◆ **EXERCISE DIRECTIONS**
Find and copy each line of the listing below that contains the string "mulch", matching case exactly.

— BEGIN —

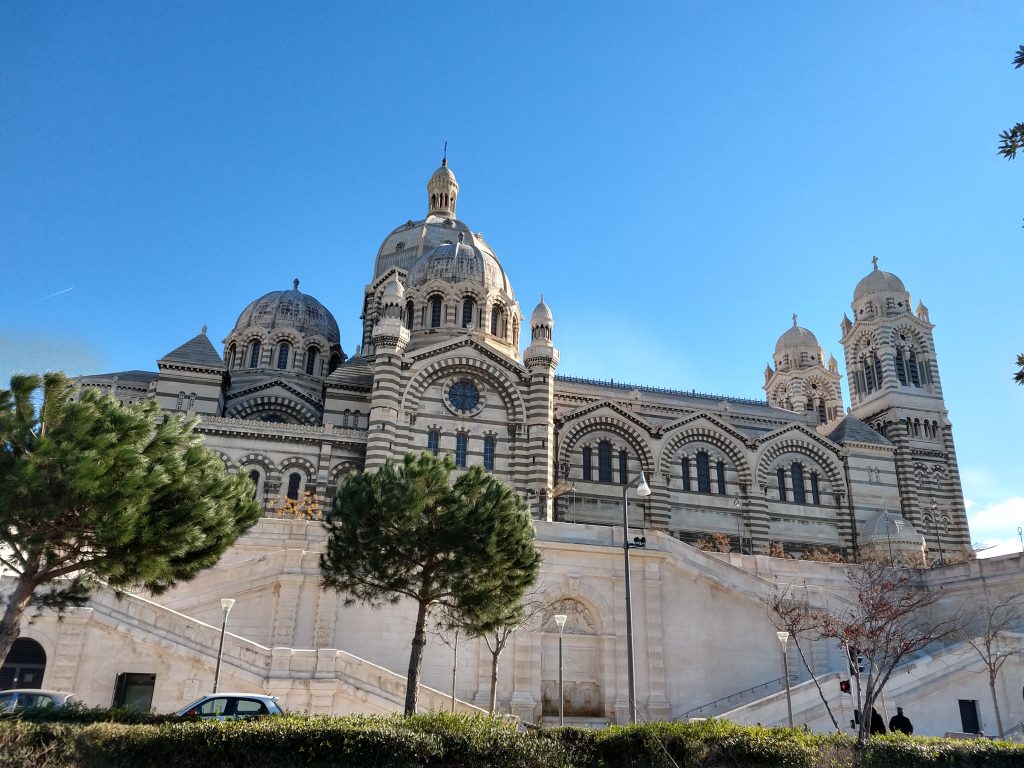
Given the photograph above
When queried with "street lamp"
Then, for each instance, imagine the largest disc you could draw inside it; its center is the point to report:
(560, 621)
(643, 491)
(226, 604)
(782, 638)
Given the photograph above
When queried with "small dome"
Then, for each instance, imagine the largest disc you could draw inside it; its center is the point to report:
(542, 315)
(878, 282)
(291, 309)
(797, 338)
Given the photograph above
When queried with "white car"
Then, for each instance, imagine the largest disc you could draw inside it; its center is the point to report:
(231, 707)
(16, 699)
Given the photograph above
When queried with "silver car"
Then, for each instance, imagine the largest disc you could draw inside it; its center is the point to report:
(231, 707)
(16, 699)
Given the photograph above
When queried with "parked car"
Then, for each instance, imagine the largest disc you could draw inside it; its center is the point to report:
(231, 707)
(16, 699)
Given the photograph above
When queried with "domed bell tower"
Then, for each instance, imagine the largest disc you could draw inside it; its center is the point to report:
(893, 374)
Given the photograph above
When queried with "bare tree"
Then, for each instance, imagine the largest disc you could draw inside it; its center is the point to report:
(988, 632)
(889, 617)
(793, 614)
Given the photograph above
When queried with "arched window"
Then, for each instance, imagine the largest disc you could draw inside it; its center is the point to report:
(704, 473)
(604, 462)
(900, 368)
(799, 495)
(293, 485)
(461, 441)
(254, 476)
(488, 453)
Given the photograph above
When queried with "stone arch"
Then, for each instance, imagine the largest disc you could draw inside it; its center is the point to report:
(250, 409)
(616, 426)
(794, 443)
(709, 434)
(507, 388)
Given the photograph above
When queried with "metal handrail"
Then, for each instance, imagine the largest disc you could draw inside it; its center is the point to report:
(737, 694)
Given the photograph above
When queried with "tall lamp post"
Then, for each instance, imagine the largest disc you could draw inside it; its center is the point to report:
(226, 604)
(643, 491)
(560, 621)
(783, 638)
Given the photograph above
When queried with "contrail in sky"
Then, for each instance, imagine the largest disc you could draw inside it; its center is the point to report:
(55, 294)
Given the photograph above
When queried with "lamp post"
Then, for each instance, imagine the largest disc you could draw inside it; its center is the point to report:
(226, 604)
(643, 491)
(782, 638)
(560, 621)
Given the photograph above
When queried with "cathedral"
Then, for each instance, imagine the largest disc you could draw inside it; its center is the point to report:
(448, 361)
(441, 367)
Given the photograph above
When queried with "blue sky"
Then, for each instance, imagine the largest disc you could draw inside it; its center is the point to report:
(676, 178)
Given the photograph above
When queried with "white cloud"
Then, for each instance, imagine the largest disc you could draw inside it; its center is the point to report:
(995, 524)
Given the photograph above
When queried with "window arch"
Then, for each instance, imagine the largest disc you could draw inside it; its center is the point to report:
(704, 472)
(294, 481)
(799, 494)
(604, 462)
(254, 351)
(488, 453)
(461, 443)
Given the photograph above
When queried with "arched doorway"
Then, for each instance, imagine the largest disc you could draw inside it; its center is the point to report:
(582, 663)
(25, 666)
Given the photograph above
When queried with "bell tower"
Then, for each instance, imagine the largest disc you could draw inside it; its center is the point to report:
(893, 375)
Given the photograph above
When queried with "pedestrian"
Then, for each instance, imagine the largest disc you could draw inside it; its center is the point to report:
(878, 725)
(901, 723)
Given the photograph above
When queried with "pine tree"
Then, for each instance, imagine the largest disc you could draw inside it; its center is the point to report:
(92, 492)
(406, 531)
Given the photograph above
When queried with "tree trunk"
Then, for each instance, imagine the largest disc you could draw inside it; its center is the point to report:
(995, 705)
(416, 660)
(495, 655)
(11, 622)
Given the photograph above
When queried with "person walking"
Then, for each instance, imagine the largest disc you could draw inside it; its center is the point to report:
(878, 725)
(900, 722)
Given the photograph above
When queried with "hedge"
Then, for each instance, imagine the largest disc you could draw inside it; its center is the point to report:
(441, 740)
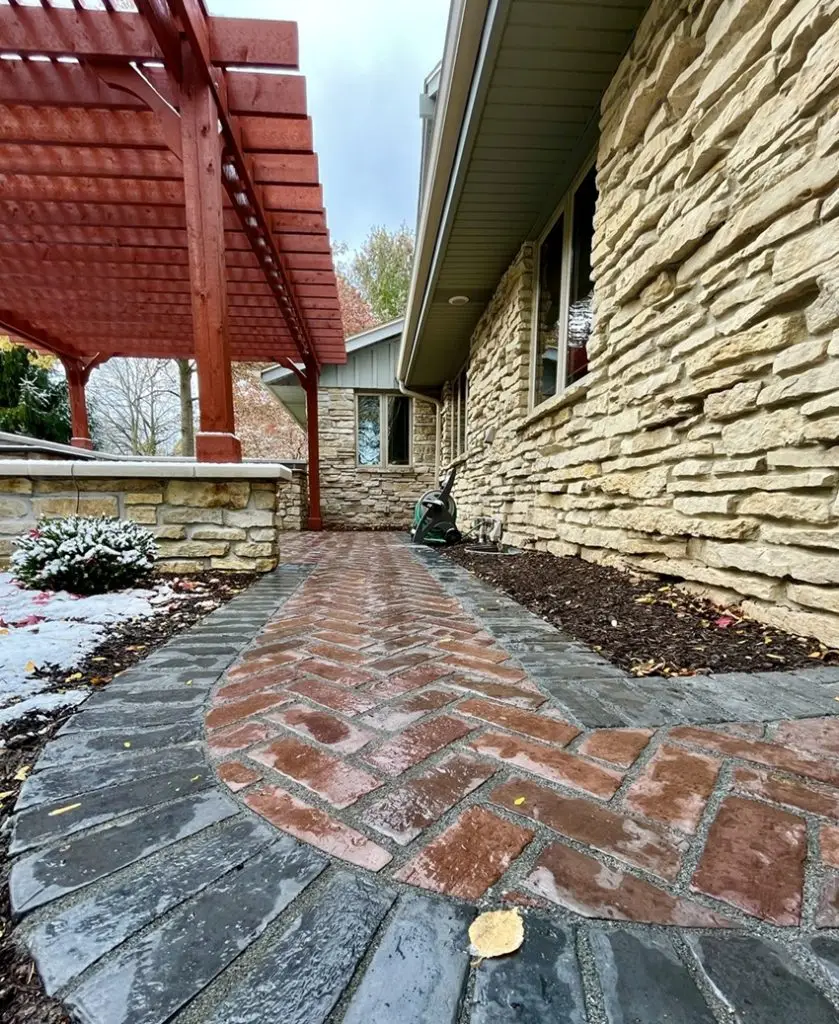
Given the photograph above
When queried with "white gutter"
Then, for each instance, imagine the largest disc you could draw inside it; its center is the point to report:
(437, 423)
(472, 39)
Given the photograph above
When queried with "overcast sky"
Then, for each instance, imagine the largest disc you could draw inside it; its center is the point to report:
(365, 61)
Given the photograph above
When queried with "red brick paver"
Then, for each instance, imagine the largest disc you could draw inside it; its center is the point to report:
(755, 860)
(469, 856)
(376, 720)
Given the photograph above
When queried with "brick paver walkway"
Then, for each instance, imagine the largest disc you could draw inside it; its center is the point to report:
(376, 720)
(416, 747)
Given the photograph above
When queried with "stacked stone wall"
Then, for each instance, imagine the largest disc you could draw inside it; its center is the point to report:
(369, 497)
(704, 443)
(198, 523)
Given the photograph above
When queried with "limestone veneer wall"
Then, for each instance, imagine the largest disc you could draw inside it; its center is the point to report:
(367, 497)
(292, 503)
(224, 522)
(703, 442)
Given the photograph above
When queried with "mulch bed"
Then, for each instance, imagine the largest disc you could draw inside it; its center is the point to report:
(644, 625)
(22, 998)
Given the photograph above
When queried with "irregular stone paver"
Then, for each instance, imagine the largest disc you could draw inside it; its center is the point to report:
(418, 972)
(161, 896)
(643, 979)
(419, 693)
(541, 983)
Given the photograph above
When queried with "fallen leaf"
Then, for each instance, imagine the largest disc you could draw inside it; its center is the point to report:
(63, 810)
(496, 933)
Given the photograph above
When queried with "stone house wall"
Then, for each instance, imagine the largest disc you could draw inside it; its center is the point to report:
(367, 497)
(224, 524)
(703, 442)
(292, 503)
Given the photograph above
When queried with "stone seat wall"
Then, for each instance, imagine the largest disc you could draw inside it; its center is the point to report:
(221, 517)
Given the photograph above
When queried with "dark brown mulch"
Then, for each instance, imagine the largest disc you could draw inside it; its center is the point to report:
(644, 625)
(22, 998)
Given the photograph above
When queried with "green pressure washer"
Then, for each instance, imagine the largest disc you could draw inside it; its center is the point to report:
(435, 515)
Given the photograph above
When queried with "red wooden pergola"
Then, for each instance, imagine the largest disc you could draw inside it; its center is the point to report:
(159, 197)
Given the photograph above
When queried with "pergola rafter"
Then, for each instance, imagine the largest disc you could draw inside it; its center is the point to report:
(159, 194)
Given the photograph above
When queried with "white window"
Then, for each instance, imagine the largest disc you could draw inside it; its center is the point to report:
(383, 429)
(458, 406)
(563, 298)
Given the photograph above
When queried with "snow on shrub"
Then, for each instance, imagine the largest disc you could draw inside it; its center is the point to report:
(83, 554)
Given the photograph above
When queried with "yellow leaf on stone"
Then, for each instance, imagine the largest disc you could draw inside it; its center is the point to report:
(63, 810)
(496, 933)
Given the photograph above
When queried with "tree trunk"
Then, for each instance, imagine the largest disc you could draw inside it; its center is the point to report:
(187, 432)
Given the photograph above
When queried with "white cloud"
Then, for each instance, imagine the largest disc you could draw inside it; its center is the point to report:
(365, 61)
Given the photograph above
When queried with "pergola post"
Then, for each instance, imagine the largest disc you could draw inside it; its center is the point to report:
(201, 142)
(310, 382)
(77, 375)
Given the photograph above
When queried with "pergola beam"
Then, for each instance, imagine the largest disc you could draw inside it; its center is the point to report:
(49, 84)
(238, 177)
(137, 192)
(170, 210)
(56, 32)
(102, 162)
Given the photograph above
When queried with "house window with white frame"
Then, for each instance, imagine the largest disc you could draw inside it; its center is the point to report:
(458, 404)
(565, 291)
(383, 429)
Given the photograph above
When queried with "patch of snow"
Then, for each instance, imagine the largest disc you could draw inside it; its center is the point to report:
(42, 702)
(40, 628)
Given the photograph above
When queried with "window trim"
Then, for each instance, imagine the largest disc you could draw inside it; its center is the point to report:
(384, 448)
(564, 207)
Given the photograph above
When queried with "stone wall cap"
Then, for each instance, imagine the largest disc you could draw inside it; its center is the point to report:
(167, 470)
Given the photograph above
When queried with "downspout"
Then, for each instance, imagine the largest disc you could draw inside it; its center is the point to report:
(437, 421)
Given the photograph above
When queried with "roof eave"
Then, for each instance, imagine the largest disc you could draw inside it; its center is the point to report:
(472, 27)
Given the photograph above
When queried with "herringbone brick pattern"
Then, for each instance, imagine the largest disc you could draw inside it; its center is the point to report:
(374, 719)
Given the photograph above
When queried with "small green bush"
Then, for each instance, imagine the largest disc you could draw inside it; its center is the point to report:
(83, 555)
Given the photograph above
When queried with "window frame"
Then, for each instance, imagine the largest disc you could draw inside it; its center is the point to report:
(563, 209)
(384, 445)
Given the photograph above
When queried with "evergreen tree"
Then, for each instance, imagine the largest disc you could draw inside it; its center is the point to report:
(33, 399)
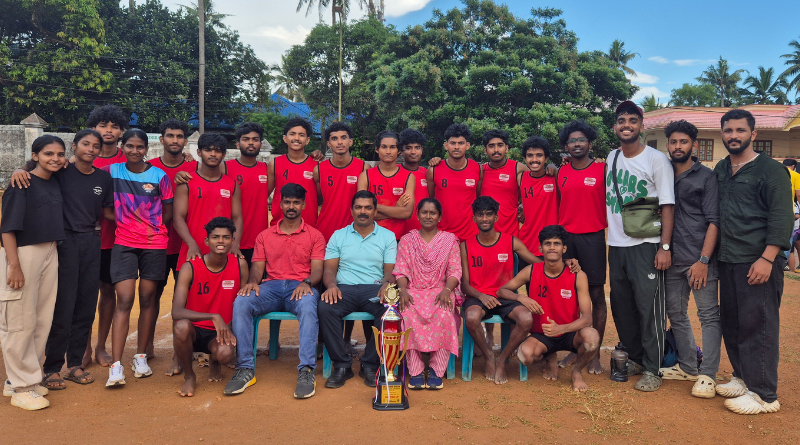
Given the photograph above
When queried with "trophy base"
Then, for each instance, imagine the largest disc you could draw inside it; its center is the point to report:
(392, 398)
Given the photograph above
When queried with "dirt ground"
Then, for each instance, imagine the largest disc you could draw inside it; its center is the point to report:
(150, 410)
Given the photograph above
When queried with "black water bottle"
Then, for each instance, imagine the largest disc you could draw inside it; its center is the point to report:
(619, 364)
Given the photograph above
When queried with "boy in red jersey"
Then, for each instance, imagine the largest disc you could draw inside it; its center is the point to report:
(538, 192)
(456, 182)
(582, 212)
(391, 184)
(561, 310)
(412, 144)
(297, 167)
(487, 262)
(202, 307)
(207, 195)
(337, 180)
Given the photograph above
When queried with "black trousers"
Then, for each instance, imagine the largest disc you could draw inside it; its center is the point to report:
(355, 298)
(76, 300)
(750, 318)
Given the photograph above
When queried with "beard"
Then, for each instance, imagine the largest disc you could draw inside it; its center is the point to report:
(735, 151)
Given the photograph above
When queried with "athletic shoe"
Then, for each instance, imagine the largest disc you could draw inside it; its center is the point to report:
(8, 390)
(116, 375)
(734, 388)
(29, 400)
(241, 379)
(416, 382)
(434, 381)
(306, 383)
(751, 403)
(140, 367)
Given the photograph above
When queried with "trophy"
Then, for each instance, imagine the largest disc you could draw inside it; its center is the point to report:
(390, 392)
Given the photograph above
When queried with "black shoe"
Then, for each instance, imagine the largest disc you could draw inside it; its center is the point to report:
(338, 377)
(306, 383)
(241, 379)
(368, 374)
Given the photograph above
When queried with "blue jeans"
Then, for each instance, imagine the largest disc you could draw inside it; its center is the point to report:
(273, 296)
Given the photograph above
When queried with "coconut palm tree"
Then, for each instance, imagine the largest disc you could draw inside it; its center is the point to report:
(722, 80)
(793, 71)
(621, 57)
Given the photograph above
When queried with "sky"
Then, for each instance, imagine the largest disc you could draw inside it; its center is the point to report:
(675, 40)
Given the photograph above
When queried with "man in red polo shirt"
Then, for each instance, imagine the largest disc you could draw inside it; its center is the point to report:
(292, 252)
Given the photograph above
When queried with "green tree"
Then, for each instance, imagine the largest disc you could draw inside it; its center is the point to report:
(689, 95)
(49, 59)
(724, 82)
(621, 57)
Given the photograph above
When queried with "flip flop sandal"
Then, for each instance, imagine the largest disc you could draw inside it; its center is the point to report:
(705, 387)
(47, 381)
(648, 382)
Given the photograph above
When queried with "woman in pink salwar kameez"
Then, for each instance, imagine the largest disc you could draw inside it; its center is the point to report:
(428, 271)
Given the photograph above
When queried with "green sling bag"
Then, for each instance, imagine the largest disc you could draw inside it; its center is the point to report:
(640, 217)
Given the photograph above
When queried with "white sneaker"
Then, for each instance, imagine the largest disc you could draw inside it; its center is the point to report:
(116, 375)
(140, 367)
(29, 400)
(734, 388)
(8, 390)
(751, 403)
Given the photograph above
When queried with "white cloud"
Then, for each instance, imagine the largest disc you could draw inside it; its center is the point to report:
(399, 8)
(648, 91)
(642, 78)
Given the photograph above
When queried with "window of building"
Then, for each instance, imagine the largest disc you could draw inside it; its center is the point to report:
(765, 146)
(705, 150)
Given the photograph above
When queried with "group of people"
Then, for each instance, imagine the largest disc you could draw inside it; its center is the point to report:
(458, 239)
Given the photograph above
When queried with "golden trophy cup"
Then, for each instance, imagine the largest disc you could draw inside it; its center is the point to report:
(390, 392)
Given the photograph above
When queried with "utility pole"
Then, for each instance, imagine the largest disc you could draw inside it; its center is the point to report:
(201, 94)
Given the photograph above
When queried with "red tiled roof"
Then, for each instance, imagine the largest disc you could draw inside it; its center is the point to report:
(773, 117)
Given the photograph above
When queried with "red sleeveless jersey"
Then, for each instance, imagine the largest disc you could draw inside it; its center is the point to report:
(490, 267)
(583, 198)
(388, 190)
(302, 174)
(557, 296)
(540, 207)
(420, 193)
(338, 185)
(213, 292)
(175, 241)
(501, 184)
(254, 192)
(456, 190)
(207, 200)
(108, 228)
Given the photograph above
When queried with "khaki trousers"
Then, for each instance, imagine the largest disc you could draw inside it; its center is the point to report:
(27, 313)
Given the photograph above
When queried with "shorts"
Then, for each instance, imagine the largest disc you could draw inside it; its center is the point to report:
(202, 337)
(590, 251)
(130, 263)
(555, 344)
(105, 266)
(503, 310)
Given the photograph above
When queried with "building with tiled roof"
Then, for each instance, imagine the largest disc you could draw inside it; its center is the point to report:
(778, 128)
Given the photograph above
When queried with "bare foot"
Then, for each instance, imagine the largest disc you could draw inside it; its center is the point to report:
(500, 373)
(102, 357)
(568, 360)
(188, 386)
(214, 371)
(550, 368)
(578, 384)
(490, 368)
(595, 367)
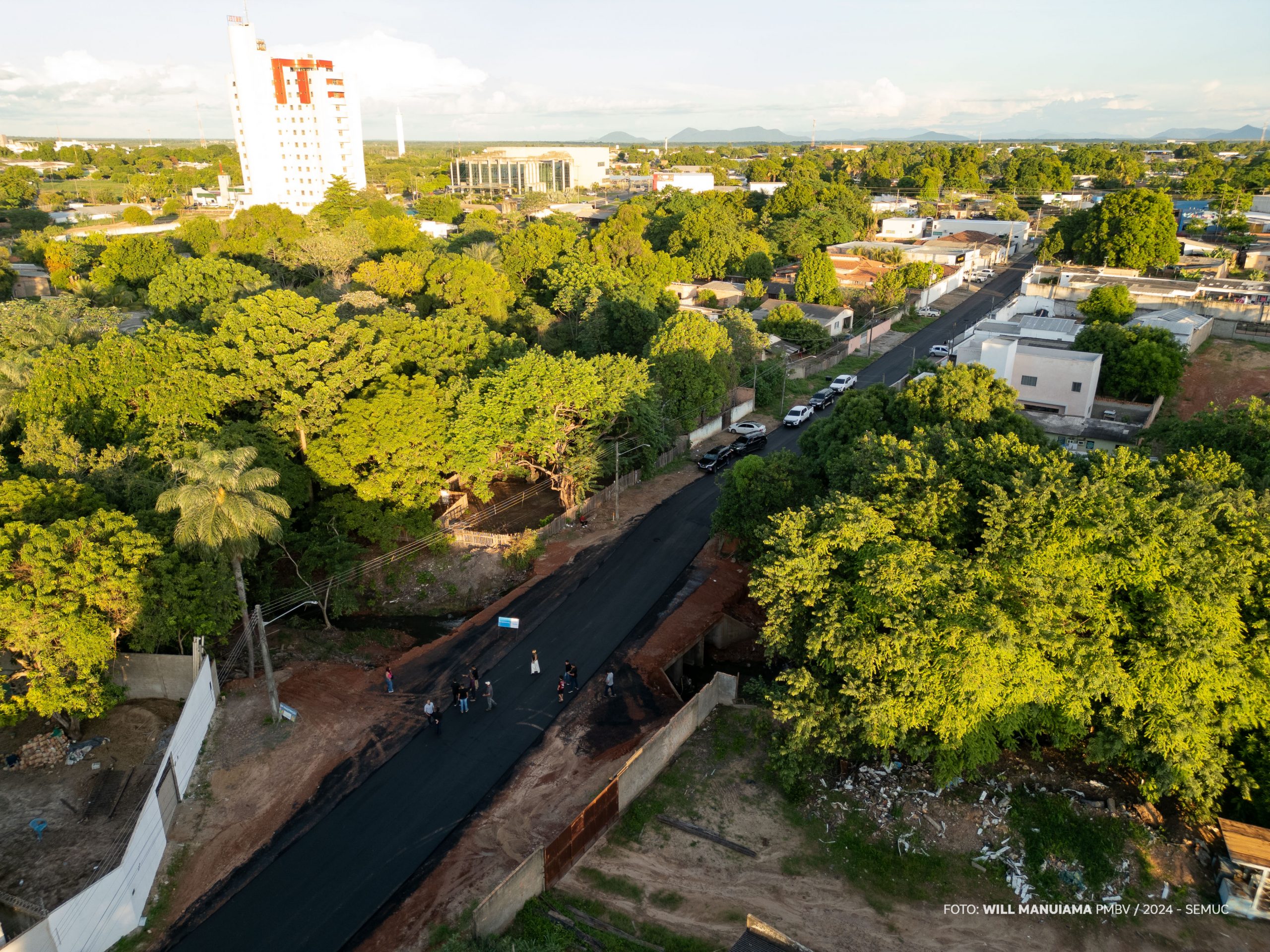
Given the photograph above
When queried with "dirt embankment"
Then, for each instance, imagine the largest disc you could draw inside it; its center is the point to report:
(259, 785)
(578, 756)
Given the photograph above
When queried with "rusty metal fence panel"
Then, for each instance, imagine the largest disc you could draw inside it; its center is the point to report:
(566, 849)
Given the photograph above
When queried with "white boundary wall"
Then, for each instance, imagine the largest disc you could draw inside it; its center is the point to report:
(99, 916)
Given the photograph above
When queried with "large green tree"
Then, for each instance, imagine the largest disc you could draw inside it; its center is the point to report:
(1139, 363)
(295, 358)
(959, 595)
(69, 591)
(547, 416)
(817, 281)
(1109, 302)
(1131, 229)
(187, 289)
(391, 443)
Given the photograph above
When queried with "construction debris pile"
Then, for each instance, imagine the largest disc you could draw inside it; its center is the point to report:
(42, 751)
(907, 806)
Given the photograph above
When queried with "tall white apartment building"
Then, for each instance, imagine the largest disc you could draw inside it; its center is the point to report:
(298, 125)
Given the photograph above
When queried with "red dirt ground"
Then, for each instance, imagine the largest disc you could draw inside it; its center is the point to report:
(578, 756)
(1222, 372)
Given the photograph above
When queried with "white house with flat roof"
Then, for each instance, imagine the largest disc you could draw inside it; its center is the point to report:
(1189, 329)
(1048, 379)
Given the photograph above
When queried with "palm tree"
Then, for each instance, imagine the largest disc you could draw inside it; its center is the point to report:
(484, 252)
(224, 509)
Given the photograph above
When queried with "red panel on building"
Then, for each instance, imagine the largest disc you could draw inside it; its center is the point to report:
(280, 84)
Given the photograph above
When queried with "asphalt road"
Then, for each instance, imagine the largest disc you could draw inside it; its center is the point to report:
(318, 892)
(894, 363)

— END —

◆ **THE ANSWER**
When queried with "mulch bed"
When queried with "dark brown mulch"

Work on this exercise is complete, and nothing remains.